§ Page text:
************

Coppola has a radically reverse take on biography. She comes at the biopic as anything but exacting chronology; instead, it’s all about visceral encapsulation of mood, style, and deeply internalized feelings: biography not as deconstruction of personality but evocation of identity’s creation. Her Marie Antoinette (2006) was as historically irreverent as it was unapologetically youth-saturated, taking a fresh look at the indulgence of Versailles through the eyes of a naïve child thrust into a realm of power in which she had to find her own solace.
Priscilla, too, is whisked as a teenager into a life of royalty, albeit that of a particularly American variety. And while the atmosphere and accoutrements (not to mention the drugs and rock and roll) of 1960s Memphis make for a vastly different world from Versailles, Coppola’s focus is again distinct. The cultural and sexual shockwaves of the rock revolution and the complexities of Elvis’s magnetism are here seen through the filter of a teenager chasing a tenuous romantic dream. By candidly evoking how the rise and fall of their courtship felt from the inside—the closeness of it, the passion, the enchantment, the strangeness, the claustrophobia, and the growing urge to break out—Coppola gives Priscilla ownership of her story.
Says Coppola, “Reading Priscilla’s story for the first time, I was struck by how relatable her story was even in such an unusual setting, and how we saw her as such a striking figure next to Elvis, but she wasn’t looked at beyond that. Priscilla was mainly seen in the world of entertainment tabloids as ‘Elvis’s child bride’ but I felt there was a much more interesting story to tell—about a girlish wish that came true but wasn’t what she imagined, about coming-of-age inside both incredible fame and great loneliness, about how people learn to live inside of bubbles and also feel the need to burst them, about the strength it took to for her to realize that as much as she loved Elvis, she had to go. Elvis was such a vital part of American cultural history, but Priscilla’s life is equally part of that history.”
Coppola continues, “Priscilla has traditionally been this minor character in the Elvis story, but she saw the whole history through a fascinating and completely different lens. I was interested in exploring what it was like to be a teenager in Graceland, to grow up inside this extremely amplified atmosphere, in a complicated marriage, and how extraordinary it was to walk away from that world to lead her own life.”

************

§ Data:

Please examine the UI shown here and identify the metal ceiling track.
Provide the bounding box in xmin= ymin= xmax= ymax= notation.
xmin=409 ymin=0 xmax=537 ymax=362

************

§ Exercise 1: According to the text about Priscilla, in what year was Coppola's Marie Antoinette released?
§ Exercise 2: The text about Priscilla names what the rise and fall of the courtship felt like from the inside. List every item it names.
§ Exercise 3: Duplicate a part of the text about Priscilla word for word, beginning at the words "Priscilla, too, is" and stopping after "of her story.".

§ Written solution 1: 2006

§ Written solution 2:
- the closeness of it
- the passion
- the enchantment
- the strangeness
- the claustrophobia
- the growing urge to break out

§ Written solution 3:
Priscilla, too, is whisked as a teenager into a life of royalty, albeit that of a particularly American variety. And while the atmosphere and accoutrements (not to mention the drugs and rock and roll) of 1960s Memphis make for a vastly different world from Versailles, Coppola’s focus is again distinct. The cultural and sexual shockwaves of the rock revolution and the complexities of Elvis’s magnetism are here seen through the filter of a teenager chasing a tenuous romantic dream. By candidly evoking how the rise and fall of their courtship felt from the inside—the closeness of it, the passion, the enchantment, the strangeness, the claustrophobia, and the growing urge to break out—Coppola gives Priscilla ownership of her story.